Extracted text -
- - -
Russian ACS-1 military cockpit chronograph mechanism
The first two are key mechanisms within any mechanical watch of classical design; the third is optional:
The
escapement – a mechanism that controls and limits the unwinding of the watch, converting what would otherwise be a simple unwinding into a regular and periodic back-and forth motion. The escapement does this by interlocking with a gear in a simple manner that switches between a "driven" and a "free" state, with abrupt locking at each end of the cycle. The escapement also for the same reason produces the ticking noise characteristic of mechanical watches.
The
balance wheel (assisted by the balance spring) – this provides regular inertial movement, regularly adding energy to the mechanical system of the watch in a manner analogous to the pendulum of a pendulum clock, and thus facilitating the regular motion of the watch mechanism. This is possible because the moment of inertia of the balance wheel is fixed, and the wheel as a whole provides a regular motion of known period.
The
tourbillon – a rotating frame for the escapement. It is intended to cancel out or reduce the effects of bias to the timekeeping of gravitational origin, which might result from the watch being kept in a particular position for much of the day. It is technically very challenging to create a high quality tourbillon, and those made by specialists and found in prestige watches are often highly valued.

Watch movements
A movement in watchmaking is the mechanism that measures the passage of time and displays the current time (and possibly other information including date, month and day). Movements may be entirely mechanical, entirely electronic (potentially with no moving parts), or a blend of the two. Most watches intended mainly for timekeeping today have electronic movements, with mechanical hands on the face of the watch indicating the time.

Mechanical movements
See also Self-winding watch.

Mechanical Omega 38.5 caliber on a Lepine Pocket Watch.
Purely mechanical watches are still popular, although they are most commonly seen among expensive, collectible watches such as Fortis, Omega, Rolex and Tag Heuer. The best of these are among the most precisely engineered mechanisms in existence, and this superb craftsmanship accounts for
much of the attraction of purely mechanical watches. Compared to electronic movements, mechanical watches keep very poor time, often with errors of seconds per day. They are frequently sensitive to position and temperature, they are costly to produce, they require regular maintenance and adjustment, and they are more prone to failure.
- - -
Stored data -
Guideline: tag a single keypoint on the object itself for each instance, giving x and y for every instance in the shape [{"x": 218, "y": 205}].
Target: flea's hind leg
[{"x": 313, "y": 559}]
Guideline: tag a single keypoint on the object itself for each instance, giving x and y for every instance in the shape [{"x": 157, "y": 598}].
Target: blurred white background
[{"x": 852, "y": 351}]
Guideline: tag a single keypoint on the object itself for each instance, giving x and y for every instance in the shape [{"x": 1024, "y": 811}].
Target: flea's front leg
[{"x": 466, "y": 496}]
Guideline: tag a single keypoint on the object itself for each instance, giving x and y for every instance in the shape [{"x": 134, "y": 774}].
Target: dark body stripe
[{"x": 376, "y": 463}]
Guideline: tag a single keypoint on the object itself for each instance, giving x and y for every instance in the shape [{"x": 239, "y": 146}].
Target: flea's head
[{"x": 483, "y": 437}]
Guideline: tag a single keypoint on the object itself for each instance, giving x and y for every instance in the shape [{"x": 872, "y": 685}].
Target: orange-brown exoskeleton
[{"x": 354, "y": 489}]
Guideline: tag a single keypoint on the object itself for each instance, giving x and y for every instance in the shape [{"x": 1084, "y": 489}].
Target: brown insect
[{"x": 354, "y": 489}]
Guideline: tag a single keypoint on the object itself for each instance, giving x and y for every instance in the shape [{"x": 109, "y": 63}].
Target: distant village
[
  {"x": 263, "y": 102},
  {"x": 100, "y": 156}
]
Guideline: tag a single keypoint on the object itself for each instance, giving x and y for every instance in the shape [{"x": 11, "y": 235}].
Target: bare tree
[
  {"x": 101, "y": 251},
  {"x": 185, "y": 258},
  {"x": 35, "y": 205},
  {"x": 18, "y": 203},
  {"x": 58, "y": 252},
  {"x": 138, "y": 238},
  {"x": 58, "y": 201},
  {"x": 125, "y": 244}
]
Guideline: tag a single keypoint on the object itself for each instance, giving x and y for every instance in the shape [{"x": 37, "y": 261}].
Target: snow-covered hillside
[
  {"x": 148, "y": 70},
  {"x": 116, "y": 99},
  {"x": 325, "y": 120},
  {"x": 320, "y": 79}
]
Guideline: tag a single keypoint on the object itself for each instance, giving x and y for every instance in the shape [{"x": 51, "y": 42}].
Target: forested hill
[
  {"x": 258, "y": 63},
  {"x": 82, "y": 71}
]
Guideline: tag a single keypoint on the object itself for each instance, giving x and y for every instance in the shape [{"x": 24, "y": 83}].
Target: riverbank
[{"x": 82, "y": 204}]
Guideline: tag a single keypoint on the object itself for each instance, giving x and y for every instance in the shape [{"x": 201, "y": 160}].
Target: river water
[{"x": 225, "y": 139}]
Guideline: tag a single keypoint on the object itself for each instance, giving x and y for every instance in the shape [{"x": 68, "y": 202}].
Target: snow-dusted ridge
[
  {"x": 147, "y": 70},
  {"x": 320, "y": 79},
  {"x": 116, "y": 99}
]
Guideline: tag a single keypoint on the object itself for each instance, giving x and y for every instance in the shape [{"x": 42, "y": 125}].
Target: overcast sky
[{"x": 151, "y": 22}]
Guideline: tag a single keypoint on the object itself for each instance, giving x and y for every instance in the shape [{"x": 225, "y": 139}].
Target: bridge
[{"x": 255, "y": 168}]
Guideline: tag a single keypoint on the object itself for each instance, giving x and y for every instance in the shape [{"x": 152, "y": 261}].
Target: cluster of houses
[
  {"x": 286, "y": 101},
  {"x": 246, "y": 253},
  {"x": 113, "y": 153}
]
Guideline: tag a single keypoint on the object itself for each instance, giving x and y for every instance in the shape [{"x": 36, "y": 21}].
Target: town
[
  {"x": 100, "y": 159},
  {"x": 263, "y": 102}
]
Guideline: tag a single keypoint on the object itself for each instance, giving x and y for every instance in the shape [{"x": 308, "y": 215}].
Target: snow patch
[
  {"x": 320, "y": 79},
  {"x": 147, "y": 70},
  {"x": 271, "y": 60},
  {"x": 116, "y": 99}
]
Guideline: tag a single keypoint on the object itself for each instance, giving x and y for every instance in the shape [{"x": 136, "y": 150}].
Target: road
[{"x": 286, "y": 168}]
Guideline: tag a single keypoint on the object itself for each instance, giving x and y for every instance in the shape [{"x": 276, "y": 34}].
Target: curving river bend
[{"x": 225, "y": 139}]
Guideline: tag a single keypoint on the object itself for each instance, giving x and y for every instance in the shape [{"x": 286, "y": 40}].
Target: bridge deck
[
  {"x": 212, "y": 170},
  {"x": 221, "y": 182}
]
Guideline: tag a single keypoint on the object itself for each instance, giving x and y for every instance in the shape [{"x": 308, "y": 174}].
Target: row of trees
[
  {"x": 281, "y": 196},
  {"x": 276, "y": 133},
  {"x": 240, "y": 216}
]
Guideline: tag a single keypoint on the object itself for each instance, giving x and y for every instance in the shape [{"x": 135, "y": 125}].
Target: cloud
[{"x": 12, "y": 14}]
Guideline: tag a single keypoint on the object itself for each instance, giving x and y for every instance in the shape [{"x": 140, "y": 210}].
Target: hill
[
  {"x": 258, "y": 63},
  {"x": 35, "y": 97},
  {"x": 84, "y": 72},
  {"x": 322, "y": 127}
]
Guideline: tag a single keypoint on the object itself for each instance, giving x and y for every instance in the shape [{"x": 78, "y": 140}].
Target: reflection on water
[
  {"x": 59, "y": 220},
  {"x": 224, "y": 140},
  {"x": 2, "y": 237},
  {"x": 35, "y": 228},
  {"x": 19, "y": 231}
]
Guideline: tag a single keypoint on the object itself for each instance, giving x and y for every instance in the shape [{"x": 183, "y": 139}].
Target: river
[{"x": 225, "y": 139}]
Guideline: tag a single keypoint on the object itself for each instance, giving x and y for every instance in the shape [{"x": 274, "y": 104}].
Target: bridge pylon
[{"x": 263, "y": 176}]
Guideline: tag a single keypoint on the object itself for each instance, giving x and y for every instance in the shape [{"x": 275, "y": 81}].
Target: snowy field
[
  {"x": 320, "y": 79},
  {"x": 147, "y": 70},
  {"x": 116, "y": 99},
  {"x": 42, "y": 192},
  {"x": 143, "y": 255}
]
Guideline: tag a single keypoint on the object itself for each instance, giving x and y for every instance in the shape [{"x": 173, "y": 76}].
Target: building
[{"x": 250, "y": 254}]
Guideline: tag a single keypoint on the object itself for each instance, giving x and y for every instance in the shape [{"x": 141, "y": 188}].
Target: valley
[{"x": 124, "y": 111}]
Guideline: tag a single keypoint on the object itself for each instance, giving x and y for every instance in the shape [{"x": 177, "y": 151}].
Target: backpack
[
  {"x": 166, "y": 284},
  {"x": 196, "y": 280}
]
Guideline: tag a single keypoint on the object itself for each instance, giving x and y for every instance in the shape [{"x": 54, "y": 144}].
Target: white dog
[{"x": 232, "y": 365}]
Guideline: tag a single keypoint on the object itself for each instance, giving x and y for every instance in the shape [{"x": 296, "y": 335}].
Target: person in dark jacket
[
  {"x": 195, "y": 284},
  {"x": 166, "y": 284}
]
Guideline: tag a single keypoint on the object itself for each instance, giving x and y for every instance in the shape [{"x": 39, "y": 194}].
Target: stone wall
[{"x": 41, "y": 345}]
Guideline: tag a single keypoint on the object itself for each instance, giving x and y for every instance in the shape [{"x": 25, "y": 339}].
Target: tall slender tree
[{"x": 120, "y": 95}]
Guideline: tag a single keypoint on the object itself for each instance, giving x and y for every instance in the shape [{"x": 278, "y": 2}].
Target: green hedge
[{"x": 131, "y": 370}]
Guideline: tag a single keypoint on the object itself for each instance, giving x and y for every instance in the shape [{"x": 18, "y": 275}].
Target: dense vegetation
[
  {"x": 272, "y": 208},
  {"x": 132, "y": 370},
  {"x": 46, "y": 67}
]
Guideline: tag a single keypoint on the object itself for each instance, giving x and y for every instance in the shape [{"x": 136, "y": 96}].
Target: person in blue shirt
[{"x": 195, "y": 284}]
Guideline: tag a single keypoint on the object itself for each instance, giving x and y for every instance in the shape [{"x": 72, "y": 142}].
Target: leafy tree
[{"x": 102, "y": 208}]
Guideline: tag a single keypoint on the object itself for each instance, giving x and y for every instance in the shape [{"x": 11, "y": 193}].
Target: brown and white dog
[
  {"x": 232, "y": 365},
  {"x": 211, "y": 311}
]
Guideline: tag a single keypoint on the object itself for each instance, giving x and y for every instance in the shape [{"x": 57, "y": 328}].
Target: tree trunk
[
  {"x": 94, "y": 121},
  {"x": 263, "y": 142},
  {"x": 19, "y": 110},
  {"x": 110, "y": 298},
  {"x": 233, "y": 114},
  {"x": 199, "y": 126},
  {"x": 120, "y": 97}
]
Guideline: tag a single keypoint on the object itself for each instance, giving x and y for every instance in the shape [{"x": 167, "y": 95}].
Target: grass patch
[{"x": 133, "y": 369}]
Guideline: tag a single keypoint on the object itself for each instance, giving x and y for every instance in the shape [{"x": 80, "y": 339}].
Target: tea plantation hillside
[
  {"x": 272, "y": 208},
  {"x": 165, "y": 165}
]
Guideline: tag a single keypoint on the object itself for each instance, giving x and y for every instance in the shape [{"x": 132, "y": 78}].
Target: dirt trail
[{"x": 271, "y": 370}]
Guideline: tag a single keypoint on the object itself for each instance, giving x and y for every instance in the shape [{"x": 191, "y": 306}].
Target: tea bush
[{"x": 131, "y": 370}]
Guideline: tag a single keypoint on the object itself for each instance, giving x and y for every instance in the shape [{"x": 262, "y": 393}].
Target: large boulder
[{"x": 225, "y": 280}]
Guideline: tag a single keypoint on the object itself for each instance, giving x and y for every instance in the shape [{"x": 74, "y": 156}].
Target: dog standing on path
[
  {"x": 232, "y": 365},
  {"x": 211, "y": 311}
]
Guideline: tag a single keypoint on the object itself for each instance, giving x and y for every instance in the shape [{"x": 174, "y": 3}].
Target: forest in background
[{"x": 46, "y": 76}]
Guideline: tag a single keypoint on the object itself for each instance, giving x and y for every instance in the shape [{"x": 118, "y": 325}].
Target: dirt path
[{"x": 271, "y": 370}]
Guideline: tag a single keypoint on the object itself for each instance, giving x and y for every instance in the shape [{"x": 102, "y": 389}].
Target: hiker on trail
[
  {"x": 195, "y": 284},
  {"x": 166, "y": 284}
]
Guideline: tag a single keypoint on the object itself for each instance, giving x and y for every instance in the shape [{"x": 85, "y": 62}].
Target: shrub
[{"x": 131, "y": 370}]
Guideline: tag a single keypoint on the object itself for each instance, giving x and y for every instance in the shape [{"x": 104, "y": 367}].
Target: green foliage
- - -
Given task 1 -
Show every line in the records that contains the word "brown", copying each one unchanged.
Given task 2 -
Extend the passage on watch mechanisms and movements, picking up after its last sentence.

Expected answer 1 -
Target: orange-brown exoskeleton
Target: brown insect
Target: brown and white dog

Expected answer 2 -
Generally speaking, inexpensive and moderately priced timepieces with electronic movements now provide most users with timekeeping more accurate than the most expensive Rolex. However, in recent times there has been less emphasis on time precision as many people now carry multiple devices that will tell them the time such as mobile phones, PDAs and laptops, so finely crafted mechanical watches have remained popular less as time pieces and more because of their aesthetic


Tuning-fork movements
Tuning fork watches (introduced by Bulova in 1960) use a 360 hertz tuning fork to drive a mechanical watch. Since the fork is used in place of a typical balance wheel, these watches naturally hum instead of ticking.
The inventor, Max Hetzel, was born in Basel, Switzerland, and joined the Bulova Watch Company of Bienne, Switzerland, in 1948. Hetzel was the first to use an electronic device, a
transistor, in a wristwatch. Thus, he developed the first watch that could be qualified as electronic. However, fork movements are actually more "electrical", like an old electrical wall clock, than electronic. The sweep second hand moves fluidly like that of an old electrical wall clock.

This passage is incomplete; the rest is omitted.